**PROBLEM STATEMENT**
Please reproduce every one of the following records line for line, with no change to any character.

**RECORDS SHOWN**

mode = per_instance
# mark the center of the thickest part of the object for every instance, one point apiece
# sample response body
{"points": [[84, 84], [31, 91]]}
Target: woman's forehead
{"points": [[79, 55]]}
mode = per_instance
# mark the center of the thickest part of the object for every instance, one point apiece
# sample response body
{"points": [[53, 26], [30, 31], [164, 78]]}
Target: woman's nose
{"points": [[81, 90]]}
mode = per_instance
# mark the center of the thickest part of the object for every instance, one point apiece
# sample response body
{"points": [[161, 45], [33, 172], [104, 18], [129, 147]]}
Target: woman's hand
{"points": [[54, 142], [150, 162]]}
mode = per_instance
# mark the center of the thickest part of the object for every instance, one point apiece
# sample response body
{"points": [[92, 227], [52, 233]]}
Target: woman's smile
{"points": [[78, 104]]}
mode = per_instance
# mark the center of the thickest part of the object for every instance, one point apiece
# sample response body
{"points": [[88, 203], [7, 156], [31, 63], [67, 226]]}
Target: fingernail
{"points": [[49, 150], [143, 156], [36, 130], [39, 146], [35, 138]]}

**FULL RESPONSE**
mode = per_instance
# mark the center of the thickest part of the object for every instance, one point apiece
# sample response body
{"points": [[84, 84], [31, 91]]}
Target: woman's forehead
{"points": [[79, 55]]}
mode = per_instance
# mark the center of the thickest part of the object for every instance, one point apiece
# sample response body
{"points": [[53, 26], [30, 31], [164, 78]]}
Target: woman's nose
{"points": [[81, 90]]}
mode = per_instance
# mark the center of the thickest part of the object for every instance, one point apiece
# sample response body
{"points": [[161, 45], [33, 172], [104, 18], [129, 147]]}
Target: woman's hand
{"points": [[54, 142], [150, 162]]}
mode = per_instance
# mark the center of the thickest part of the object for every instance, one point apiece
# sample response body
{"points": [[92, 227], [52, 233]]}
Target: woman's smile
{"points": [[78, 104]]}
mode = per_instance
# mark the center of the thickest part of the object for every instance, one point apiece
# sample response body
{"points": [[88, 203], [7, 156], [31, 63], [67, 226]]}
Target: fingernail
{"points": [[49, 150], [143, 156], [36, 130], [39, 146], [35, 138]]}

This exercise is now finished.